State how many lines in the entries below contain the string "segment", treating uppercase and lowercase as different. Reply with the number alone.

========================================

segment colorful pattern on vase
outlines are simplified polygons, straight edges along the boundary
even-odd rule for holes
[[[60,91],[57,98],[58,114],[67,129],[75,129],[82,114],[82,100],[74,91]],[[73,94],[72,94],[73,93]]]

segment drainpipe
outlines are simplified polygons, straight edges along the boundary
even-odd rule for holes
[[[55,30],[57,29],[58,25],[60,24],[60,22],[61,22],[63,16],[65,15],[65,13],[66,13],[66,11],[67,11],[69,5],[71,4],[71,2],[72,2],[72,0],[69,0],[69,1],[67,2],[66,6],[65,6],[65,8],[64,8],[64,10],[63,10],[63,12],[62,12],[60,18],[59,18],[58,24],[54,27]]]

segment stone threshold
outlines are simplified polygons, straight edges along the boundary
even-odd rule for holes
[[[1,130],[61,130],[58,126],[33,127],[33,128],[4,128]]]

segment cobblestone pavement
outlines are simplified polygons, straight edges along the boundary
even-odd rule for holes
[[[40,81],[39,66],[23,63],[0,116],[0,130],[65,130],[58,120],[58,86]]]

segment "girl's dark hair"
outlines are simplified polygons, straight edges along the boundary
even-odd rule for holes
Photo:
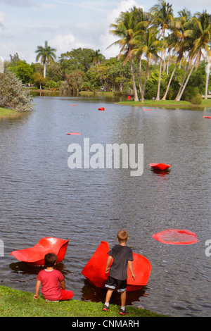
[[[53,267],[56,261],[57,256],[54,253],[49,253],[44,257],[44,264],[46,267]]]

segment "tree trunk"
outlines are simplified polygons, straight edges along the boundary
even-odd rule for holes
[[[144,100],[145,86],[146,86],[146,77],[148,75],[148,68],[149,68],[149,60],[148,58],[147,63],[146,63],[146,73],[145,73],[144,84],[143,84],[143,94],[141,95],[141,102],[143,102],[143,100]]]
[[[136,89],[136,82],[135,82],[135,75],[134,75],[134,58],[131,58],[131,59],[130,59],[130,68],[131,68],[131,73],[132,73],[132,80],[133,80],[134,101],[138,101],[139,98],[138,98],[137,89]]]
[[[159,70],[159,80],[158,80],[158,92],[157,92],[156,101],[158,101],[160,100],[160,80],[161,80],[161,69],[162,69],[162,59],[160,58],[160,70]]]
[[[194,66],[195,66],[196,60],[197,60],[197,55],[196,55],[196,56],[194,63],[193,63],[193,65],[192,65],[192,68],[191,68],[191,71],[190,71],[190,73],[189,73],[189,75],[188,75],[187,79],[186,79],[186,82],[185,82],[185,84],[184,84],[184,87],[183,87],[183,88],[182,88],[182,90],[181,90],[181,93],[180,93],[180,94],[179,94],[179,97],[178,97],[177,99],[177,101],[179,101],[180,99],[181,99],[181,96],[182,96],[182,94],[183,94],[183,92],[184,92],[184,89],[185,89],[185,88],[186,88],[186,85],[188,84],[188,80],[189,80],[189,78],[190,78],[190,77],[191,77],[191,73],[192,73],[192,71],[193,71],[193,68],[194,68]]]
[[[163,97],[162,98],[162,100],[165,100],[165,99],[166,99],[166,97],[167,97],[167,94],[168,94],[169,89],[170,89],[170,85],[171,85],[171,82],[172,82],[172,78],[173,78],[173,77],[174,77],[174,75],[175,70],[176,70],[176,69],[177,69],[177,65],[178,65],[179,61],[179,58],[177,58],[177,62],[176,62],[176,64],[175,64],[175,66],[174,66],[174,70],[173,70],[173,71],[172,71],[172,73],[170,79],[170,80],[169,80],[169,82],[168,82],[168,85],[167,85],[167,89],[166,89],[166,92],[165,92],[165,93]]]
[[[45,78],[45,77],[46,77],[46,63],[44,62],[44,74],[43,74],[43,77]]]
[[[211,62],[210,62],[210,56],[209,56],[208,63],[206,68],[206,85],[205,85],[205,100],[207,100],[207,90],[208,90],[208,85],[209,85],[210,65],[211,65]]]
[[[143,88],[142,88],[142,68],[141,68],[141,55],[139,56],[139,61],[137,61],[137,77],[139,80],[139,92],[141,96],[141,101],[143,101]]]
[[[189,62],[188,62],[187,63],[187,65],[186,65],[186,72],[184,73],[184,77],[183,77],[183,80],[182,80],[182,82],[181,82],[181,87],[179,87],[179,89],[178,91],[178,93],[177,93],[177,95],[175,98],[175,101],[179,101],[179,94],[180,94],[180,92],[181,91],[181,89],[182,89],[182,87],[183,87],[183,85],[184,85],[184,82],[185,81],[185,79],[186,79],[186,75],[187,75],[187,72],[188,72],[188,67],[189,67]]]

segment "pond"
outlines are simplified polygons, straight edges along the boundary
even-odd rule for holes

========================================

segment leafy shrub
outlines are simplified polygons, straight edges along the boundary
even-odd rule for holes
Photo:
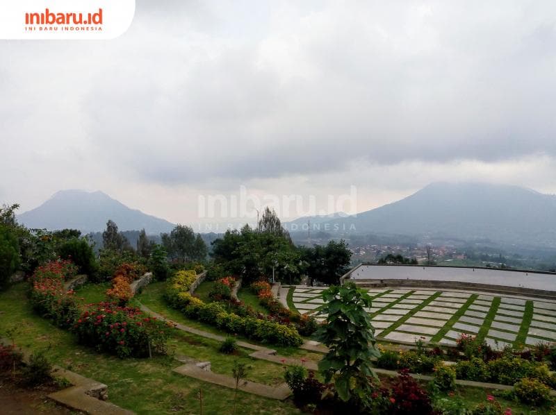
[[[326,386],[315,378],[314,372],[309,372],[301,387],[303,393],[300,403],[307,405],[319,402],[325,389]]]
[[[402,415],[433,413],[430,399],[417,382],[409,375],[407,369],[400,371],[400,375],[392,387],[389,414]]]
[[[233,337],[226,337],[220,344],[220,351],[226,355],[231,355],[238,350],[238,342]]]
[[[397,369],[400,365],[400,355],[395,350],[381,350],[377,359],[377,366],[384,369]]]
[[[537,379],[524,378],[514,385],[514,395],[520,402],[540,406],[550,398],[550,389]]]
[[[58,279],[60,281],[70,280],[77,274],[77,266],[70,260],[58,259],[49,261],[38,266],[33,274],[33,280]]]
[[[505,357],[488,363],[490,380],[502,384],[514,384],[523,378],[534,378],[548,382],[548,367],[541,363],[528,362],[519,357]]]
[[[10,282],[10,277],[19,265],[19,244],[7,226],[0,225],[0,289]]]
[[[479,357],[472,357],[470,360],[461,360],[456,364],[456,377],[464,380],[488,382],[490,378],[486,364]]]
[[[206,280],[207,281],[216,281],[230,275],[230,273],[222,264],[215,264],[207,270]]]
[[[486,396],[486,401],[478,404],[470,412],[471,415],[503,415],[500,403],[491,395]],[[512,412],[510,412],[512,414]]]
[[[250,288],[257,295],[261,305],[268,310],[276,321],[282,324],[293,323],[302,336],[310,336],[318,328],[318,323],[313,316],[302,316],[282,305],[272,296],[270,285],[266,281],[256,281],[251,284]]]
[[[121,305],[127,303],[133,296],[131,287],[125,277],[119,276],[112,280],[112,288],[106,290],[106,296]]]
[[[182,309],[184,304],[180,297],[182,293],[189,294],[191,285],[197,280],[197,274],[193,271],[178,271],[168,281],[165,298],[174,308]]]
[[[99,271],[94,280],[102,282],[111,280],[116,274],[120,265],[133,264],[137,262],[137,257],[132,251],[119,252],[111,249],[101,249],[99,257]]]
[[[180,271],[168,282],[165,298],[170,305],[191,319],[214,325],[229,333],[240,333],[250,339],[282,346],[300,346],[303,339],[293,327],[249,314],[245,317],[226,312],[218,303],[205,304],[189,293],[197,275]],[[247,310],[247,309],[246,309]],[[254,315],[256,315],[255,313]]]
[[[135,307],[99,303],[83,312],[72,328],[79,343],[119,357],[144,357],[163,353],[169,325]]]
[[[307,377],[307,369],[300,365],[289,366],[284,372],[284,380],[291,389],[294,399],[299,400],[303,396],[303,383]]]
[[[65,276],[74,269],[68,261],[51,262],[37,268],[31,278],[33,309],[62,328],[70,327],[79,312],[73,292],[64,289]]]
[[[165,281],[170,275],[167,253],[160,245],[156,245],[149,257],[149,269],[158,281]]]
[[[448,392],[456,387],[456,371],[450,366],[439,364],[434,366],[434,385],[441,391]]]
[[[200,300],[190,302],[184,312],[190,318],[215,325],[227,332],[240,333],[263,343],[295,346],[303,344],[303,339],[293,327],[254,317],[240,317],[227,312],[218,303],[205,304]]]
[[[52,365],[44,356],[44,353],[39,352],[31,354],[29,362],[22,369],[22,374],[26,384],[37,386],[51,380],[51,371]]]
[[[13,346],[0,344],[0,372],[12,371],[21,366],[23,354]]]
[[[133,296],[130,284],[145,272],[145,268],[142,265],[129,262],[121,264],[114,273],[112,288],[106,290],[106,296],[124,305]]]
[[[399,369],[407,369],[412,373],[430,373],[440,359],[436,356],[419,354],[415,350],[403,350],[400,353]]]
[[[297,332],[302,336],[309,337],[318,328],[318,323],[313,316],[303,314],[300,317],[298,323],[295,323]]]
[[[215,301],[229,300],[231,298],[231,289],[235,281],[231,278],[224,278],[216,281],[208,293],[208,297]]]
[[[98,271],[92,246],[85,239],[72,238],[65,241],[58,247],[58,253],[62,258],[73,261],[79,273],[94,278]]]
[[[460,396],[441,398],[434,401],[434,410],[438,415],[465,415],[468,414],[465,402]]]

========================================

- **Worked answer**:
8